╭──

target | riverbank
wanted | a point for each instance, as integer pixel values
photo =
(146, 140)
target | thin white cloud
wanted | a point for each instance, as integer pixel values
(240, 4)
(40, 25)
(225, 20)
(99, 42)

╰──

**Task brief**
Above are some records. Copy each of their lines that holds the string "target".

**Result of the exercise**
target | riverbank
target | thin white cloud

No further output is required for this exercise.